**** Excerpted data
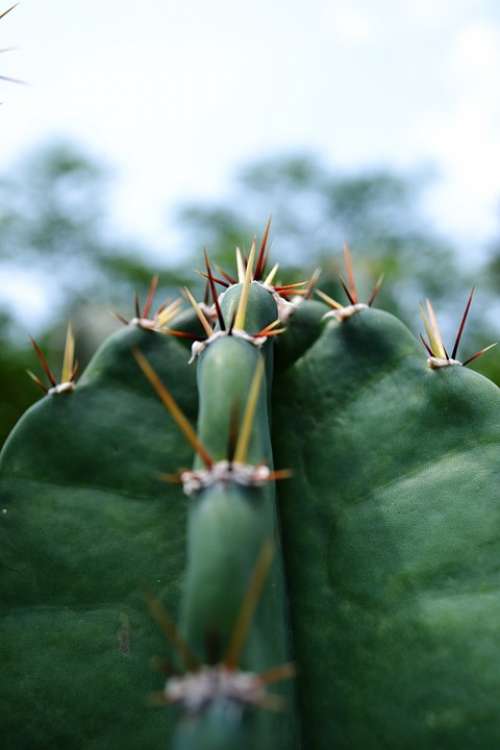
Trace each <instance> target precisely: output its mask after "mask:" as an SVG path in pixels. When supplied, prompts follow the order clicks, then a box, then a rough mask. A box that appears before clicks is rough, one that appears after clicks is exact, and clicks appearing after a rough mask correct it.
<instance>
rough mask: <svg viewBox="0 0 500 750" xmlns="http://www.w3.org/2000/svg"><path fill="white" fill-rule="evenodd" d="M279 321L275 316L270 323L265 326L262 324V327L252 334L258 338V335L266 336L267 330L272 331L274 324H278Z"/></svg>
mask: <svg viewBox="0 0 500 750" xmlns="http://www.w3.org/2000/svg"><path fill="white" fill-rule="evenodd" d="M280 323H281V320H280V319H279V318H276V320H273V322H272V323H268V324H267V326H264V328H261V329H260V331H257V333H254V334H253V335H254V336H255V338H258V337H259V336H267V334H268V332H269V331H272V330H273V328H276V326H279V324H280Z"/></svg>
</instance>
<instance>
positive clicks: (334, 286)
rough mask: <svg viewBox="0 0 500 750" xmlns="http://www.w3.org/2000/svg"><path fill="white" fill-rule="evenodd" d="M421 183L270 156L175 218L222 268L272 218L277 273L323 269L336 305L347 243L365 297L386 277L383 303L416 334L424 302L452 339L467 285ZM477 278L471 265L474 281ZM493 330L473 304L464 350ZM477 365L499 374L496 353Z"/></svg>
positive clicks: (478, 342) (476, 270) (382, 295)
mask: <svg viewBox="0 0 500 750" xmlns="http://www.w3.org/2000/svg"><path fill="white" fill-rule="evenodd" d="M427 184H428V180H427V179H426V178H425V175H413V176H412V175H409V176H408V175H402V174H396V173H394V172H389V171H388V170H383V169H371V170H362V171H359V172H354V173H353V172H349V173H336V172H335V171H332V170H330V169H328V168H327V167H326V166H325V165H324V164H323V162H322V161H321V160H319V159H318V158H316V157H314V156H312V155H310V154H298V155H284V156H274V157H270V158H266V159H262V160H260V161H258V162H256V163H253V164H251V165H249V166H247V167H245V168H244V169H242V170H241V171H240V172H239V174H238V175H237V179H236V182H235V185H234V189H233V193H232V194H231V195H230V196H229V197H228V198H227V199H225V200H222V201H219V202H216V203H212V204H198V203H194V204H193V203H188V204H185V205H183V206H181V208H180V209H179V211H178V214H177V218H178V221H179V223H180V225H181V227H183V228H185V229H186V230H187V232H188V233H189V235H190V239H191V242H192V243H193V244H194V245H197V246H198V247H200V246H201V245H202V244H206V245H207V246H208V247H209V249H210V252H211V254H212V255H214V256H215V257H216V258H217V259H218V261H219V262H222V263H226V264H231V265H232V264H233V262H234V261H233V247H234V246H235V245H240V246H242V247H243V245H242V243H246V244H247V246H248V238H249V237H251V236H252V234H253V233H254V232H255V227H257V226H262V224H263V221H264V220H265V218H266V217H267V216H268V215H269V214H272V216H273V236H274V237H276V238H277V239H276V245H275V246H274V247H273V257H275V258H277V259H278V260H280V261H281V262H282V263H283V265H284V267H285V270H284V273H285V274H286V273H287V270H286V269H287V267H288V278H290V274H291V275H292V277H293V278H299V277H300V276H304V265H306V267H308V270H309V272H310V271H312V269H313V268H314V267H315V266H320V267H322V268H323V275H322V277H321V280H320V287H321V288H322V289H323V290H324V291H326V292H327V293H329V294H330V295H331V296H333V297H334V298H336V299H344V295H343V292H342V291H341V288H340V286H339V283H338V271H339V270H340V267H339V259H340V258H341V252H340V251H341V248H342V245H343V243H344V242H345V241H348V242H349V244H350V245H351V248H352V249H353V251H354V261H355V265H356V269H357V272H358V274H359V278H360V280H361V284H360V286H361V288H362V289H364V290H365V294H367V293H368V289H369V285H370V284H373V282H374V281H375V279H376V278H378V276H379V275H380V274H381V273H384V275H385V281H384V285H383V288H382V292H381V294H380V298H379V302H378V304H379V306H380V307H383V308H384V309H386V310H389V311H391V312H393V313H394V314H396V315H398V317H400V318H401V319H402V320H404V321H405V322H406V323H407V325H409V327H410V328H411V329H412V330H413V331H414V332H415V333H418V331H419V330H420V328H421V325H420V320H419V318H418V306H419V303H421V302H422V300H423V299H424V298H426V297H429V298H430V299H431V300H432V301H433V303H434V304H435V307H436V308H437V310H438V311H439V317H440V320H441V321H442V323H443V329H444V330H445V333H446V334H447V335H448V336H452V334H453V333H454V331H455V327H456V325H457V323H458V320H459V319H460V316H461V313H462V309H463V306H464V304H465V299H466V296H467V293H468V290H469V289H470V287H471V286H472V283H473V282H472V279H471V278H469V273H467V272H465V271H464V269H463V268H462V267H461V264H460V257H459V255H457V253H456V252H455V250H454V248H453V246H452V245H451V244H450V242H449V241H448V240H446V239H445V238H443V237H441V236H440V235H439V234H438V233H437V232H436V231H435V230H434V228H433V227H432V226H431V225H430V223H429V221H428V220H426V219H425V217H424V216H423V215H422V211H421V210H420V209H419V206H420V194H421V192H422V190H423V189H424V188H425V187H426V186H427ZM299 265H300V270H299V269H298V266H299ZM294 267H295V268H294ZM480 275H481V270H480V269H475V272H474V281H477V280H478V277H479V276H480ZM483 299H484V298H483ZM493 329H494V326H493V325H492V324H491V321H489V320H488V317H487V315H486V314H485V305H484V304H483V305H482V306H480V305H478V304H476V305H475V307H474V308H473V311H472V315H471V325H470V326H469V327H468V330H467V333H466V336H465V337H464V343H465V347H466V349H467V351H469V349H474V347H476V348H477V349H479V348H481V346H484V345H485V342H487V343H489V342H490V341H491V340H492V338H491V337H492V336H493V337H494V332H493ZM497 336H498V330H497ZM475 366H476V368H477V369H478V370H481V371H483V372H485V373H487V374H488V375H489V376H490V377H491V376H493V377H495V376H496V377H498V376H500V372H499V370H500V362H499V355H498V354H497V353H492V354H491V355H488V356H487V357H485V358H484V359H479V360H478V361H477V363H476V364H475Z"/></svg>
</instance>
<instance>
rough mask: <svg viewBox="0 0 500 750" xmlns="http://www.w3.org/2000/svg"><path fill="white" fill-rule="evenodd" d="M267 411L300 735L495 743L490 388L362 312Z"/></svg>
mask: <svg viewBox="0 0 500 750" xmlns="http://www.w3.org/2000/svg"><path fill="white" fill-rule="evenodd" d="M273 406H274V410H275V411H274V413H275V429H274V435H273V439H274V441H273V444H274V450H275V456H276V461H277V462H279V464H280V465H285V466H291V467H293V469H294V479H293V481H292V482H290V483H288V484H287V486H286V488H285V486H284V485H283V487H280V488H279V492H280V512H281V516H282V521H283V524H282V528H283V539H284V546H285V559H286V563H287V565H286V570H287V580H288V584H289V590H290V596H291V604H292V622H293V629H294V642H295V648H296V654H297V660H298V663H299V665H300V677H299V680H298V688H299V692H300V696H299V697H300V701H301V717H302V722H303V727H304V746H305V747H306V748H308V750H323V748H324V749H325V750H326V749H327V748H328V750H330V748H332V747H336V748H350V749H351V748H356V750H357V748H376V749H377V750H378V749H379V748H380V749H381V748H384V749H385V748H388V749H389V748H390V749H392V748H398V749H399V748H402V747H405V748H433V750H434V749H436V750H437V749H438V748H439V749H441V748H471V747H474V748H494V747H498V746H499V744H500V712H499V710H498V705H499V700H500V638H499V631H498V623H499V622H500V619H499V618H500V599H499V597H498V571H499V560H500V498H499V492H498V489H499V479H500V466H499V464H500V462H499V443H500V397H499V391H498V389H497V387H496V386H495V385H493V384H492V383H490V382H489V381H487V380H485V379H484V378H482V377H481V376H480V375H478V374H477V373H474V372H471V371H469V370H467V369H465V368H461V367H450V368H446V369H443V370H438V371H433V370H430V369H429V368H428V367H427V364H426V357H425V355H424V354H423V350H422V349H421V348H420V347H419V346H418V344H417V342H416V341H415V339H414V338H413V337H412V336H411V334H410V333H409V332H408V331H407V330H406V329H405V328H404V326H402V324H400V323H399V322H398V321H396V320H395V319H394V318H392V317H391V316H389V315H387V314H386V313H383V312H380V311H375V310H364V311H363V312H361V313H359V314H358V315H356V316H354V317H353V318H351V319H349V320H347V321H345V322H344V323H341V324H338V323H335V322H330V323H327V324H325V330H324V333H323V335H322V336H321V338H320V339H318V340H317V341H316V343H315V344H314V345H313V347H312V348H311V349H310V350H309V351H308V352H307V353H306V354H305V355H304V356H303V357H302V358H301V359H299V360H298V362H297V363H296V364H295V365H294V367H292V368H289V369H288V370H287V371H286V372H285V373H284V374H283V375H282V376H281V377H278V378H277V380H276V382H275V388H274V394H273Z"/></svg>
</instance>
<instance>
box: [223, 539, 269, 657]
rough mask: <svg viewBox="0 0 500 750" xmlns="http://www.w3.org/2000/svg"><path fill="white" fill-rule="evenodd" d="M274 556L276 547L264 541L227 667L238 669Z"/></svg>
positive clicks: (245, 601)
mask: <svg viewBox="0 0 500 750" xmlns="http://www.w3.org/2000/svg"><path fill="white" fill-rule="evenodd" d="M273 556H274V547H273V543H272V541H271V540H270V539H268V540H267V542H264V544H263V545H262V549H261V551H260V553H259V556H258V558H257V562H256V564H255V567H254V569H253V572H252V575H251V578H250V583H249V585H248V588H247V590H246V593H245V596H244V598H243V602H242V604H241V608H240V611H239V614H238V619H237V620H236V625H235V626H234V629H233V632H232V634H231V640H230V642H229V646H228V649H227V651H226V655H225V657H224V660H223V663H224V665H225V666H226V667H227V669H236V667H237V666H238V663H239V660H240V656H241V652H242V651H243V648H244V646H245V642H246V639H247V636H248V631H249V629H250V625H251V623H252V619H253V616H254V613H255V610H256V608H257V604H258V603H259V599H260V597H261V594H262V589H263V587H264V583H265V580H266V578H267V575H268V573H269V568H270V567H271V563H272V560H273Z"/></svg>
********
● **Exercise details**
Identify each line of the entries above that contains the string "clicks". The match is case-sensitive.

● **Response to the task**
Trace each <instance> target precisely: output its mask after "mask:" as an SVG path in pixels. When supplied, prompts follow the order clicks, then a box, then a rough mask. A box that appears before clicks is rough, one that appears after clicks is exact, and clicks appearing after a rough mask correct it.
positive clicks: (334, 286)
positive clicks: (478, 342) (476, 270) (382, 295)
positive clicks: (245, 601)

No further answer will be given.